#### STUDY TEXT

Kids can pick up basic cooking skills with the International Culinary Center this month.
Kids can pick up basic cooking skills with the International Culinary Center this month. Photo Credit: Sioux Nesi / Sioux Nesi

Reading, writing, arithmetic — and cooking.

This month, the International Culinary Center is teaming up with former White House executive pastry chef Bill Yosses for “Kids Can Cook!” Over the course of five classes, the series will teach students ages 8-11 their way around a kitchen, from safety skills to food science to hands-on demonstrations.

The class is the latest initiative from Yosses, who since leaving the White House last year has worked to teach children healthy cooking and eating through partnerships with the NYC Board of Education, Edible Schoolyard, Harvard Medical School and ChopChop, a kids’ cooking magazine.

amNewYork chatted with Yosses about his class.

 

What modifications are made when working with kids?

Any time you’re interacting with kids, you have the attention span factor. We’re kind of meeting children on that level. Every lesson we start out with a conversation about what we’re doing — we call it a mindfulness conversation. We’re not even cooking at this point. We will maybe take an ingredient and taste it — it could be a lemon segment or an endive, something with a unique, strong flavor. We have the kids taste it and concentrate on the texture and juiciness and flavor. Then during the class, when things get exciting, we can refer back to that mindfulness moment and the commitment they made to really focus on the activity at hand. It prepares the ground so they know that this is fun, but it’s serious fun. If they’re handling a knife, they have to be totally focused on that space in front of them.

########
#### SUPPLIED ENTRIES

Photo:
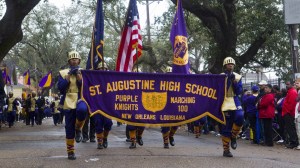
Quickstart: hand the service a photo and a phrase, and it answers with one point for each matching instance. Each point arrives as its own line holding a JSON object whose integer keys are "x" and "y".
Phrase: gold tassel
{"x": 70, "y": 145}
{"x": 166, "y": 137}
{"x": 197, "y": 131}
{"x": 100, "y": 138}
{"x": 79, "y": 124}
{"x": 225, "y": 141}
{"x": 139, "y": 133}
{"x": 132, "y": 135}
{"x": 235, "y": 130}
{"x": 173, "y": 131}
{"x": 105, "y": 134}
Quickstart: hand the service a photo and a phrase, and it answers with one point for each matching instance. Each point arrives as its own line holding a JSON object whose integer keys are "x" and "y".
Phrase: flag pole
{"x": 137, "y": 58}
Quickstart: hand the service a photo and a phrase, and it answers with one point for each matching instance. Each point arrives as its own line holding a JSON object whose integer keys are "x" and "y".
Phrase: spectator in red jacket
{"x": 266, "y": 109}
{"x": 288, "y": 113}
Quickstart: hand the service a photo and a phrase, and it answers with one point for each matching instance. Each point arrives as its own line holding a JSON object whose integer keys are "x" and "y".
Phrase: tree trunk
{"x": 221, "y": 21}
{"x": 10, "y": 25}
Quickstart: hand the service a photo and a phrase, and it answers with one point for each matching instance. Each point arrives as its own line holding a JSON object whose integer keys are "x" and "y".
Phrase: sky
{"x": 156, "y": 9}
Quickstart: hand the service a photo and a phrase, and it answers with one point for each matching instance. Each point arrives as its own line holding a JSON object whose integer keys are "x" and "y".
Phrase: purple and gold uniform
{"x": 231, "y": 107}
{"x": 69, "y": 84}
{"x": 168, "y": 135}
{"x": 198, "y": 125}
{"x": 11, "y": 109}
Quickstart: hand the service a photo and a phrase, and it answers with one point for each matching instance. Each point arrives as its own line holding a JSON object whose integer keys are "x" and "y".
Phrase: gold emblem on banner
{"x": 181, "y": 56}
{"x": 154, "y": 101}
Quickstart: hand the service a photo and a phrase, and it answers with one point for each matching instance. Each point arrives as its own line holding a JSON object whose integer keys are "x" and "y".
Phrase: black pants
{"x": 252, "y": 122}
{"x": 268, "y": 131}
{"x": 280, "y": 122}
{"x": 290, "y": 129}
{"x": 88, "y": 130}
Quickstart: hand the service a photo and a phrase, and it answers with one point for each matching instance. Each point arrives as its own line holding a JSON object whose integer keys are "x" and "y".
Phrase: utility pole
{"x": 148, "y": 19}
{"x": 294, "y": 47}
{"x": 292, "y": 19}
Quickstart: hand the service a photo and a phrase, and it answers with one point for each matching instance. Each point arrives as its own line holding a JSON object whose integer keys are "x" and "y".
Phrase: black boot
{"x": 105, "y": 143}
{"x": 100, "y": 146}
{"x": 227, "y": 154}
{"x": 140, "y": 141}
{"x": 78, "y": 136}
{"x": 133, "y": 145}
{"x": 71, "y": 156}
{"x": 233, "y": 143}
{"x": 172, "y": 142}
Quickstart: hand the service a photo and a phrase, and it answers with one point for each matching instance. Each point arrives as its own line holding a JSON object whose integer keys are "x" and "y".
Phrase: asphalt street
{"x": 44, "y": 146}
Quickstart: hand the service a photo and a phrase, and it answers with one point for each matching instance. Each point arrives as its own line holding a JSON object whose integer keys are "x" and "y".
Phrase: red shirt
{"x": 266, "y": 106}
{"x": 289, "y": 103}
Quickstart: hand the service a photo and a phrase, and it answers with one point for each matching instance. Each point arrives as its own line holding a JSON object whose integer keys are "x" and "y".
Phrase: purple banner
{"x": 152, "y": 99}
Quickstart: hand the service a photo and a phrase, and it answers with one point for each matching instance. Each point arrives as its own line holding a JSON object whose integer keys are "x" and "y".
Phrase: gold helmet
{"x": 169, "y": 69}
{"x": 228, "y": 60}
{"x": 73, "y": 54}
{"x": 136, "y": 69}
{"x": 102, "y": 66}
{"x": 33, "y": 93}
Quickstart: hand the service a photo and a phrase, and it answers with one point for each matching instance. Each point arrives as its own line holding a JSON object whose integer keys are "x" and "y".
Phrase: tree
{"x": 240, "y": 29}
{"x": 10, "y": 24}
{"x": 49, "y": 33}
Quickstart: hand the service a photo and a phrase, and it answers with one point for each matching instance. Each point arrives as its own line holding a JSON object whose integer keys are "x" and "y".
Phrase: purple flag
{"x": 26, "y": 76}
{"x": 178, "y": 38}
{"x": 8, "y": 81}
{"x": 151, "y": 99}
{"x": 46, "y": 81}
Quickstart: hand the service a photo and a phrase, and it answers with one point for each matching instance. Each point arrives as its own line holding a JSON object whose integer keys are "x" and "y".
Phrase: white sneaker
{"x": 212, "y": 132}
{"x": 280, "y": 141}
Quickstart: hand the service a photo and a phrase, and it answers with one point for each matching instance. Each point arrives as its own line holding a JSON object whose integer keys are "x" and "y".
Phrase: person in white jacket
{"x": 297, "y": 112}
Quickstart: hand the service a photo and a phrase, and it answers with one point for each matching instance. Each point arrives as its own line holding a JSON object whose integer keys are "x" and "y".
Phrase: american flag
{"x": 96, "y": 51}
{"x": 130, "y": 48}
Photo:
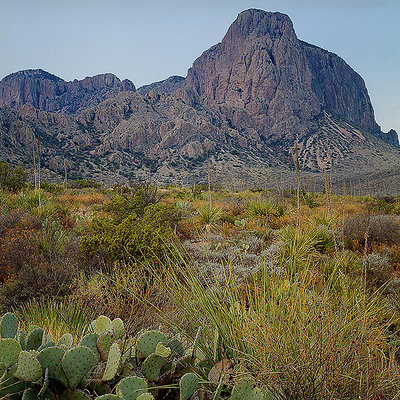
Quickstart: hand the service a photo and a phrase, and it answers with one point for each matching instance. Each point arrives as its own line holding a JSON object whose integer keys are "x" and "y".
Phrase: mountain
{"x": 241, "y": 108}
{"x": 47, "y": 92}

########

(ASSIGNED TASK 1): In the article about the "Kids Can Cook!" class, reproduce the passage from "Reading, writing, arithmetic" to "about his class.".
(ASSIGNED TASK 2): Render this sentence from the article about the "Kids Can Cook!" class in Spanish: "If they’re handling a knife, they have to be totally focused on that space in front of them."
(ASSIGNED TASK 3): Write the next part of the interview article about the "Kids Can Cook!" class, picking up after its final sentence.

(WRITTEN REPLY 1):
Reading, writing, arithmetic — and cooking.

This month, the International Culinary Center is teaming up with former White House executive pastry chef Bill Yosses for “Kids Can Cook!” Over the course of five classes, the series will teach students ages 8-11 their way around a kitchen, from safety skills to food science to hands-on demonstrations.

The class is the latest initiative from Yosses, who since leaving the White House last year has worked to teach children healthy cooking and eating through partnerships with the NYC Board of Education, Edible Schoolyard, Harvard Medical School and ChopChop, a kids’ cooking magazine.

amNewYork chatted with Yosses about his class.

(WRITTEN REPLY 2): Si están manejando un cuchillo, tienen que estar totalmente concentrados en ese espacio que tienen delante.

(WRITTEN REPLY 3):
What culinary science experiments are planned?

We do that as a way to bring a real understanding about food into the class. One of the things that we do is take two water bottles — in one we put water and yeast, in the other we put water, yeast and sugar. We put a balloon tightly affixed to the top of both bottles. After a few minutes, on the one with the sugar, the balloon inflates. We ask them, Why does the balloon inflate? Most of them come pretty close to understanding that the yeast is a growing microorganism and that it’s breathing, just like you and I. It’s fun and visual. We want them to look at food, something that’s in their everyday lives, as a prism to look at science.

What kinds of dishes will they make?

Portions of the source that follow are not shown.